··· Extract ···
Most survivors of gun violence must bear the burden of uninvited fantasies of revenge. First against the perpetrator, then as the nightmare leaks into the waking world, against them – the cynical, morally deprived, depraved system that let it happen, that keeps letting it happen. Explored and "downloaded" by the author – himself a victim of American gun violence – a version of such a nightmare into Mooney’s Manifesto.

 

"Gibson, whose son Galen was gunned down in 1992 at Simon’s Rock campus in western Massachusetts, details his character’s unimaginable grief, and how Mooney got through the trial by taking copious notes that became a book. After early praise, Mooney’s book fizzles out of the public eye."

     Gloucester Times

Against Sisyphusian odds, Greg Gibson keeps his balance, and excellent dialog with himself, strengthened by irony and love of the world, throughout this tragic book depicting a person’s Ultimate Struggle with losing an utterly loved son to “random” gun violence. The shocking conclusion of the book will force any reader to come to terms with what really needs to occur to “knock some sense” into a great nation now weighed down with violence, gun-buttery, and very unnecessary tragedies.

    Ed Sanders

 

 

Greg Gibson has walked the walk and now he talks the talk. The author of the shattering memoir "Gone Boy," Gibson has written a new novel, "Mooney's Manifesto," that's a savage and anguished cry from the black heart of despair at the dead center of the crisis of gun violence in America.
··· Supplied information ···
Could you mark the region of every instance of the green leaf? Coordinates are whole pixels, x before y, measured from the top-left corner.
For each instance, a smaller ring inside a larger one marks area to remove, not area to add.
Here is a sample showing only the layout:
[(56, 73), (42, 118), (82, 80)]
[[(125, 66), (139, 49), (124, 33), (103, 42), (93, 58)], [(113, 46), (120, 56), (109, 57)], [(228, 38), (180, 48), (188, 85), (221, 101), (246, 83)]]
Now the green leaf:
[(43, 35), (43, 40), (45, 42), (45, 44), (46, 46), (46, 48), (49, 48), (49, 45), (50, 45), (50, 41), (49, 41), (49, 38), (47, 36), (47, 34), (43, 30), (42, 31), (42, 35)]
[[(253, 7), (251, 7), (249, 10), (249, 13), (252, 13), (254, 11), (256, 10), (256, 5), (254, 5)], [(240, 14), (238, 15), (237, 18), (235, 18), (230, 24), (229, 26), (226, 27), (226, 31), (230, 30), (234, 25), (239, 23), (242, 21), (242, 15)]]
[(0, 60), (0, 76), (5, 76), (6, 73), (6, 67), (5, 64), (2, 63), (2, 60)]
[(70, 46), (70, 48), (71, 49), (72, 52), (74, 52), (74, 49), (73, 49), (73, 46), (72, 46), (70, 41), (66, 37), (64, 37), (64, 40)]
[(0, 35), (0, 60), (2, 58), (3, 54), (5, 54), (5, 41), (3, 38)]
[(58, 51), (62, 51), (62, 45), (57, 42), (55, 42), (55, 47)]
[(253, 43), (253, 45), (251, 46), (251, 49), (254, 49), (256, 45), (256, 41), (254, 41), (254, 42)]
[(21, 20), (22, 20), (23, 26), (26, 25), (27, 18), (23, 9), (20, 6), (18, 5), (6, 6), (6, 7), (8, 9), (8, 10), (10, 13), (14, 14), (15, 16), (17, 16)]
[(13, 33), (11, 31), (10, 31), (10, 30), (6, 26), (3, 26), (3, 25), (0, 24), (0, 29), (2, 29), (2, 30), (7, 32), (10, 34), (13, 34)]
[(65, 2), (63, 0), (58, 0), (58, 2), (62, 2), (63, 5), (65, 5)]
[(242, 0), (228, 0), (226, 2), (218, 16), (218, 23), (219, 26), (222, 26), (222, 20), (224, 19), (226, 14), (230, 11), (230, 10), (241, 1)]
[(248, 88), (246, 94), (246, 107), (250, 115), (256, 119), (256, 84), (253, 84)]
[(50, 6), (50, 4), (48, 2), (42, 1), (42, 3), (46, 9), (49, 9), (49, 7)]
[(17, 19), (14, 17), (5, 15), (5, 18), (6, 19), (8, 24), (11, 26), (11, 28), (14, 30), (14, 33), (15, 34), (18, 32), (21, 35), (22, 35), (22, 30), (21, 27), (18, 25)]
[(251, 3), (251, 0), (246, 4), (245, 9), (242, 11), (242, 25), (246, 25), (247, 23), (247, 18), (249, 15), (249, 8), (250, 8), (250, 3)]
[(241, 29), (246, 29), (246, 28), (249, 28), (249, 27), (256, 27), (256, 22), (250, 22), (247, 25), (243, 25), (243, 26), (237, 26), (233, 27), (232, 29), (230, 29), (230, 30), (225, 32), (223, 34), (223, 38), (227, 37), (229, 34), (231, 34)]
···
Task list
1. In the book blurbs, where and in what year was Galen gunned down?
2. List the words that the opening paragraph of the book blurbs uses to describe the system that let it happen.
3. Reproduce a passage of the book blurbs word for word, beginning at the words "Against Sisyphusian odds, Greg" and stopping after "violence in America.".

Worked solutions
1. At Simon's Rock campus in western Massachusetts, in 1992.

2. cynical, morally deprived, depraved

3.
Against Sisyphusian odds, Greg Gibson keeps his balance, and excellent dialog with himself, strengthened by irony and love of the world, throughout this tragic book depicting a person’s Ultimate Struggle with losing an utterly loved son to “random” gun violence. The shocking conclusion of the book will force any reader to come to terms with what really needs to occur to “knock some sense” into a great nation now weighed down with violence, gun-buttery, and very unnecessary tragedies.

    Ed Sanders

 

 

Greg Gibson has walked the walk and now he talks the talk. The author of the shattering memoir "Gone Boy," Gibson has written a new novel, "Mooney's Manifesto," that's a savage and anguished cry from the black heart of despair at the dead center of the crisis of gun violence in America.